Job → Find each line in the material below that contains the word "shirt", and report every such line in full.

Material for this exercise →
╭──

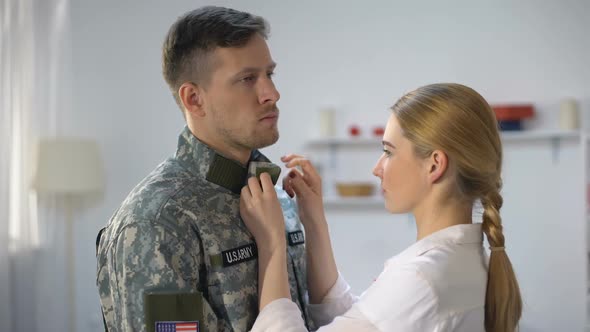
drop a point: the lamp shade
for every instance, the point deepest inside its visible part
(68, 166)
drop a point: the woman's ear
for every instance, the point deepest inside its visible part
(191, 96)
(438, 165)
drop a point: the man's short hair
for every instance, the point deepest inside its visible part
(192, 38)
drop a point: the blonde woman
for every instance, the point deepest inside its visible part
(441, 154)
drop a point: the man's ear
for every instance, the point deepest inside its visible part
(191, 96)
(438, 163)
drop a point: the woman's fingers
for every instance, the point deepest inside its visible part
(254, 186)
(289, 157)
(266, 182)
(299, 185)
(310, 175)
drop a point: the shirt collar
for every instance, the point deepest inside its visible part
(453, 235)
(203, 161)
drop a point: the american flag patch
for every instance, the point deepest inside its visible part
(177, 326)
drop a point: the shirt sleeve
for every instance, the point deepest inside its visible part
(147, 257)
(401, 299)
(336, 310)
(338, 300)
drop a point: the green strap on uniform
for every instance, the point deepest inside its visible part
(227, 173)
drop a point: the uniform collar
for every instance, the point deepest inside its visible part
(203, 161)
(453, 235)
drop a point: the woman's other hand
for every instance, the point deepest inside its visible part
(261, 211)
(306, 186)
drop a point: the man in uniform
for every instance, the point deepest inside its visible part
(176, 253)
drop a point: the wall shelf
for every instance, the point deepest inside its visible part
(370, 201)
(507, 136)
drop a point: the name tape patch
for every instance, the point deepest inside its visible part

╰──
╭──

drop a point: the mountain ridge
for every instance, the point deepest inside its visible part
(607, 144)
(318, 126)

╰──

Output for this task →
drop a point: the shirt collar
drop a point: the shirt sleeve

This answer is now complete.